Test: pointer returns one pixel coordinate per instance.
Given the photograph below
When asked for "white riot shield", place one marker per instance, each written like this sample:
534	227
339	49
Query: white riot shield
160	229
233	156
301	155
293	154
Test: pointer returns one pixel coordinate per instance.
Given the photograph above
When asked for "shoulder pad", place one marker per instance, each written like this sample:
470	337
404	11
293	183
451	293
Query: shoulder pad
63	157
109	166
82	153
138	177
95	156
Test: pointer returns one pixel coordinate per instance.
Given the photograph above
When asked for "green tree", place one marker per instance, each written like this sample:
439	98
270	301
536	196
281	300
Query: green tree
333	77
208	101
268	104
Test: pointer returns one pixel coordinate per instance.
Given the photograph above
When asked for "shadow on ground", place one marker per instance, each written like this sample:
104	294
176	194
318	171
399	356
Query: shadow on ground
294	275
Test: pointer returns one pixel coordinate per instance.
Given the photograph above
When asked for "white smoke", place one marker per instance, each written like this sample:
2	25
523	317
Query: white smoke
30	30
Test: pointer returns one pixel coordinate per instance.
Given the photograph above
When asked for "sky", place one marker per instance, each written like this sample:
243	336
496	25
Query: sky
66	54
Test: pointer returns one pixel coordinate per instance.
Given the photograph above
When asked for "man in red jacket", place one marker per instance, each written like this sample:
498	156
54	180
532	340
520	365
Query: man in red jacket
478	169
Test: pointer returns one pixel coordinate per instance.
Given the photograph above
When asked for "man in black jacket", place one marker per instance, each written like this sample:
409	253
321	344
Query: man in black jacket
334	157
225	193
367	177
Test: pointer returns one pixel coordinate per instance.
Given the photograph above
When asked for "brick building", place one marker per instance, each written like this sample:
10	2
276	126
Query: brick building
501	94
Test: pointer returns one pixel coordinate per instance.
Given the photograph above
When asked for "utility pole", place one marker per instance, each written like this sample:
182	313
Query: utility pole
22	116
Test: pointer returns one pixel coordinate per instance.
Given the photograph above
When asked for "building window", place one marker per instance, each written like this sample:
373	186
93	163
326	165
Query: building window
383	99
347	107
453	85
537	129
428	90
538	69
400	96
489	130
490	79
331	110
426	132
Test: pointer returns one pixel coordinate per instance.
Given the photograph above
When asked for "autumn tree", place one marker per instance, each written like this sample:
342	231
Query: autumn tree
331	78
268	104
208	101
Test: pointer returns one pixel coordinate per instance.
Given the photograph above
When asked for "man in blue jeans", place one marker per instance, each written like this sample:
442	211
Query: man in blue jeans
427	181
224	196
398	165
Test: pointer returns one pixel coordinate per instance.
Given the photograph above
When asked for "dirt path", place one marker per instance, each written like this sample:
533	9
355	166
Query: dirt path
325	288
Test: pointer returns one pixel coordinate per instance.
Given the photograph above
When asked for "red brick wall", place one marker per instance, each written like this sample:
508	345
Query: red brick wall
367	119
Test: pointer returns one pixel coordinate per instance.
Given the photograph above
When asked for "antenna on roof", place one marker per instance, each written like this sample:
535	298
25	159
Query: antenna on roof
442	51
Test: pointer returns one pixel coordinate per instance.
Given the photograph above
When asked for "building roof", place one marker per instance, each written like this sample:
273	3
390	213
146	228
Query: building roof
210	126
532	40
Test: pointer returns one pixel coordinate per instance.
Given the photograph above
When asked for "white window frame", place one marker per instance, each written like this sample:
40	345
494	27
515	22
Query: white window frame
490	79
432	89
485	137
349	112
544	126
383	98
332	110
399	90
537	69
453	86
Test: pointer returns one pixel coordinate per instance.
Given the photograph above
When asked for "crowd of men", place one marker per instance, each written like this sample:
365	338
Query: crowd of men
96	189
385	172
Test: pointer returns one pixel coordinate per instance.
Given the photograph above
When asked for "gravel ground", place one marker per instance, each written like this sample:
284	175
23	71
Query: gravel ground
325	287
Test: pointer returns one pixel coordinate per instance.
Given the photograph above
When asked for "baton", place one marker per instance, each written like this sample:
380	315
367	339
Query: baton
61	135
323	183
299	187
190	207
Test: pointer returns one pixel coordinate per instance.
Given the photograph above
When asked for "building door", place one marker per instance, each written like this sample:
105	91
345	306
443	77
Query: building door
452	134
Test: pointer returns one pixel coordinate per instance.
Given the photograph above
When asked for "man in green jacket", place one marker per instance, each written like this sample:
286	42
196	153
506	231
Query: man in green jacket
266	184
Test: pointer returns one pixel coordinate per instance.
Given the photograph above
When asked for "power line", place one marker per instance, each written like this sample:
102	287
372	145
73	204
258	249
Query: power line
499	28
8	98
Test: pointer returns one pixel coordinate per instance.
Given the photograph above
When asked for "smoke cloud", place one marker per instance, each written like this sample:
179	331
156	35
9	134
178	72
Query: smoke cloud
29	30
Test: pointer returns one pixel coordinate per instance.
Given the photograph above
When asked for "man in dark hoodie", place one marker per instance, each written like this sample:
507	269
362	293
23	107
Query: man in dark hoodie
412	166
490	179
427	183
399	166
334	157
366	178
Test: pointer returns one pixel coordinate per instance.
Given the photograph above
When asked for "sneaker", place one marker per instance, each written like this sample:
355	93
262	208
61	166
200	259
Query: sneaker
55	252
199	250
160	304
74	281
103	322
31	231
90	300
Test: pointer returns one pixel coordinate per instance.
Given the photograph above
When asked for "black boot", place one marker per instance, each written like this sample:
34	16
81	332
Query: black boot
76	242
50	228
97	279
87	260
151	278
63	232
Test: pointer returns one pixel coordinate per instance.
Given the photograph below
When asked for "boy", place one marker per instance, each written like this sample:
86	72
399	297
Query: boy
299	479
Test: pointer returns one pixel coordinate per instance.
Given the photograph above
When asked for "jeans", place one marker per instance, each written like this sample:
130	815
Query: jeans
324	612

==

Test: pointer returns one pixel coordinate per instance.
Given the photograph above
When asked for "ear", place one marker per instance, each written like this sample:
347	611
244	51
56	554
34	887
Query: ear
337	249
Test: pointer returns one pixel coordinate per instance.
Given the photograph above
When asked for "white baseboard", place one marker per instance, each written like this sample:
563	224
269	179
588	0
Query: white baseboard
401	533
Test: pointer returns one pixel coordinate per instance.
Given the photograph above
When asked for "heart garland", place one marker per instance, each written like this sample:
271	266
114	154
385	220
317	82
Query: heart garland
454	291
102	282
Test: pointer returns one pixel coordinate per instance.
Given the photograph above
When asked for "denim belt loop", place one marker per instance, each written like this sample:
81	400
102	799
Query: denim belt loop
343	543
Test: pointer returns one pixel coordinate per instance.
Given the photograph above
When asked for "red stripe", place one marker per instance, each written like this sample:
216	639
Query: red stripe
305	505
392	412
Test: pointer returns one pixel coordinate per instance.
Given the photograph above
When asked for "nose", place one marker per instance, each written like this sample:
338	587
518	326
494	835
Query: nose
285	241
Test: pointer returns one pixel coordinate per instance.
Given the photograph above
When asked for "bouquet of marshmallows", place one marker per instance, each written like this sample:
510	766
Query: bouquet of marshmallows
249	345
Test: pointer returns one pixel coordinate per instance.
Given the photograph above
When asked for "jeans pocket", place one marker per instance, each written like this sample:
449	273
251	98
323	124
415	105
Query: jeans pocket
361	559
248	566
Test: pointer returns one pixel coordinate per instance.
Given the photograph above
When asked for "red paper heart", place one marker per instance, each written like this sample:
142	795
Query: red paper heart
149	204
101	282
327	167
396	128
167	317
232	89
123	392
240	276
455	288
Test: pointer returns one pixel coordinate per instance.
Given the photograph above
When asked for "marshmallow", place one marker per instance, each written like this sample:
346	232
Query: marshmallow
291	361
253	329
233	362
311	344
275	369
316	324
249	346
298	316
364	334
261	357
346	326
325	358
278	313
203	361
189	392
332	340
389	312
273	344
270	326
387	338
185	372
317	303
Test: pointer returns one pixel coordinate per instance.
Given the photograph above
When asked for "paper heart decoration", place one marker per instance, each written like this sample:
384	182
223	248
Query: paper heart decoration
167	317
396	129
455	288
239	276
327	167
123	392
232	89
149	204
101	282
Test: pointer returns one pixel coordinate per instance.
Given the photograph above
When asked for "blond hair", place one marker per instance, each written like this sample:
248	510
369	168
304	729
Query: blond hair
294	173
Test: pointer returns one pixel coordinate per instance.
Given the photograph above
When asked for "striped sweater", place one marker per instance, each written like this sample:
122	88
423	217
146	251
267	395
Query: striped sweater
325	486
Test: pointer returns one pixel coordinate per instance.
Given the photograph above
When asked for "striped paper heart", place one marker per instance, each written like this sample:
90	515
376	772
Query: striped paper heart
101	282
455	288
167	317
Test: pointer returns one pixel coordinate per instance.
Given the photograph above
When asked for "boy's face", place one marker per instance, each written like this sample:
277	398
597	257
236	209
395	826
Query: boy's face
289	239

■ What you have to do: Copy out every line of the listing that contains the string "dirt". Treat the match as case-sensitive.

■ Task result:
When asked for "dirt path", place one marker per instance, each written like this sample:
Query: dirt path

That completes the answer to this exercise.